(Extracted text Opens)

Nuclear Diplomacy with North Korea: The Real Story

 In North Korea, Nuclear Weapons

This article was originally published on

By Martin Hellman

The media tells us that nuclear diplomacy with North Korea is a waste of time, as do most high officials from every recent US administration. But easily verifiable facts show otherwise. The most important data point: North Korea did not do its first nuclear test until four years after Pres. Bush tore up our nuclear agreement with the North, known as the 1994 Agreed Framework.

From 1994 until Pres. Bush abrogated the agreement in 2002 North Korea was unable to access its plutonium stockpile. Once the AF was no longer in place, it started extracting plutonium and did its first nuclear test in 2006.

The United States cancelled the agreement over evidence that North Korea was doing uranium enrichment, which we said was a serious violation. However, neither the word uranium nor the word enrichment, much less the two together, appears anywhere in the Agreed Framework. Uranium enrichment was a violation of the spirit of the agreement, but not a technical violation — a fact attested to by Lim Dong Won, who served as South Korea’s Presidential Envoy to North Korea.

The North Korea section of the book my wife and I recently completed can be read in five to ten minutes and discusses the Agreed Framework in more depth. (Click here to download a free PDF, and go to page 192.) Especially if you check out the endnotes to verify what is said there, you will see why the North Koreans feel even more cheated than we do.

Our tearing up the Agreed Framework played a major role in North Korea becoming the nuclear-armed menace it is today. That history lesson is very applicable to current calls to tear up our nuclear deal with Iran. Why do we think this time would be different?

(Extracted text Closes)
(Supplied entries Opens)

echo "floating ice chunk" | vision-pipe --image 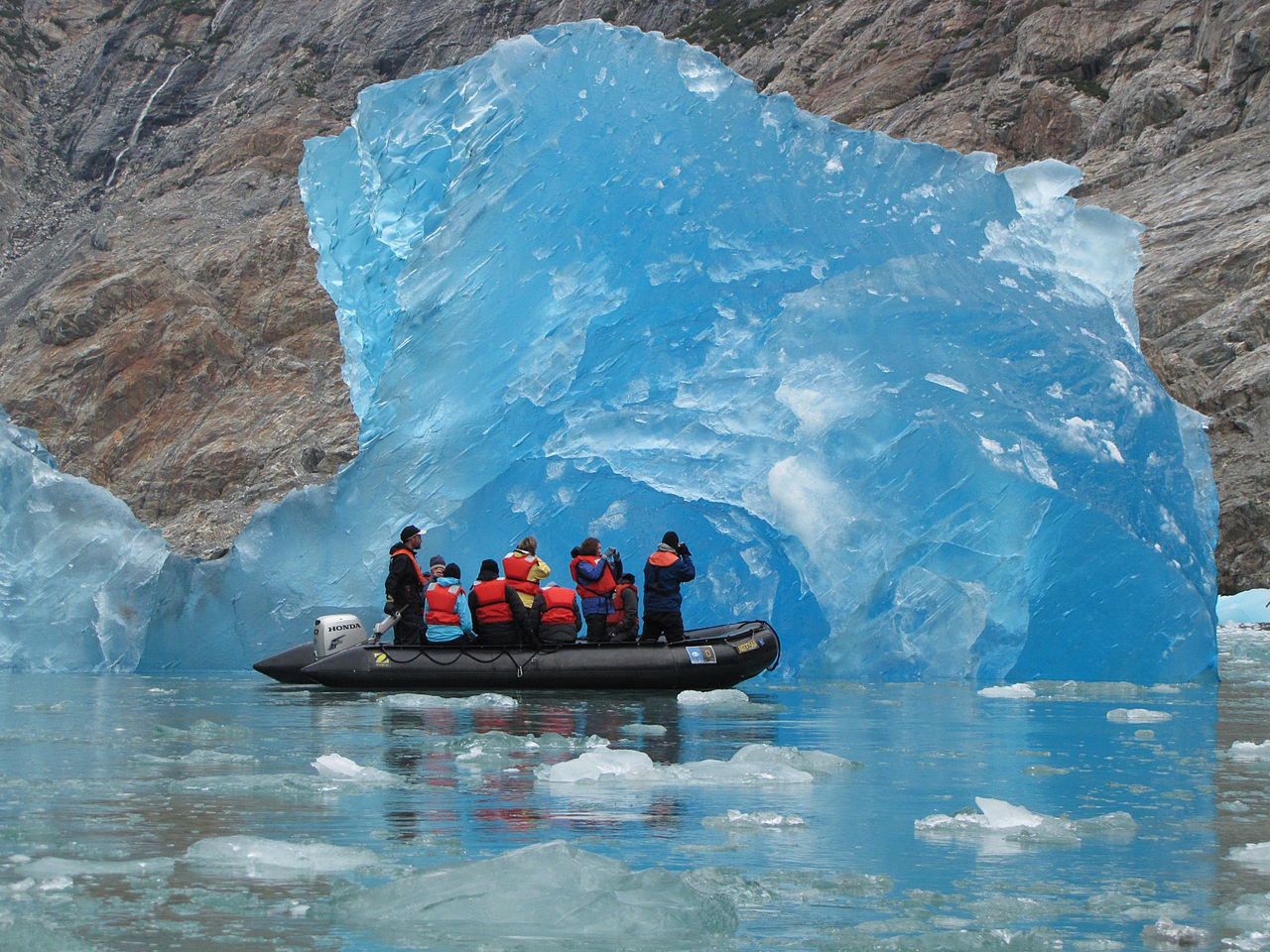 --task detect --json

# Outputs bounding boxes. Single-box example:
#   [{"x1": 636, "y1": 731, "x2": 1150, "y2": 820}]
[
  {"x1": 1230, "y1": 740, "x2": 1270, "y2": 761},
  {"x1": 979, "y1": 684, "x2": 1036, "y2": 699},
  {"x1": 380, "y1": 692, "x2": 521, "y2": 711},
  {"x1": 314, "y1": 754, "x2": 396, "y2": 787},
  {"x1": 536, "y1": 745, "x2": 813, "y2": 785},
  {"x1": 186, "y1": 837, "x2": 378, "y2": 879},
  {"x1": 677, "y1": 688, "x2": 749, "y2": 707},
  {"x1": 1142, "y1": 917, "x2": 1207, "y2": 948},
  {"x1": 1107, "y1": 707, "x2": 1174, "y2": 724},
  {"x1": 1229, "y1": 843, "x2": 1270, "y2": 872},
  {"x1": 913, "y1": 797, "x2": 1138, "y2": 844},
  {"x1": 337, "y1": 840, "x2": 736, "y2": 948},
  {"x1": 23, "y1": 856, "x2": 173, "y2": 876},
  {"x1": 617, "y1": 724, "x2": 666, "y2": 738},
  {"x1": 701, "y1": 810, "x2": 807, "y2": 829}
]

(Supplied entries Closes)

Instructions.
1 - According to the article on nuclear diplomacy with North Korea, in what year did North Korea carry out its first nuclear test?
2 - Please continue the article on nuclear diplomacy with North Korea from its final sentence.
You won't need the listing for this work.

Answers to the exercise.
1 - 2006

2 -
If you like seeing original source documents, read the actual Agreed Framework — it’s short so that will take just a few minutes. I started to do that recently, but ran into a problem as I compared different online versions. The one currently on the State Department’s website contains a minor typo: at one point it says “will cooperated” when it should say “will cooperate.” More serious errors occurred in some other versions that I found on other websites. Fortunately, Ms. Jooeun Kim, currently a doctoral candidate at Georgetown University and until recently a visiting MacArthur Fellow at Stanford’s Center for International Security and Cooperation, found an original, signed copy of the document in the Hoover Institution’s archives and sent it to me. I have also created a searchable online version that I checked for accuracy. (If anyone finds an error I missed, please email me at martydevoe followed by the AT symbol, then gmail DOTCOM.)

It’s high time that we started basing our foreign policy on reality, rather than wishful thinking. As former Secretary of Defense William J. Perry said in an excellent, recent talk: “We have to deal with North Korea as it is and not as we wish it to be. We have violated that catch phrase for the last few decades with terrible consequences.”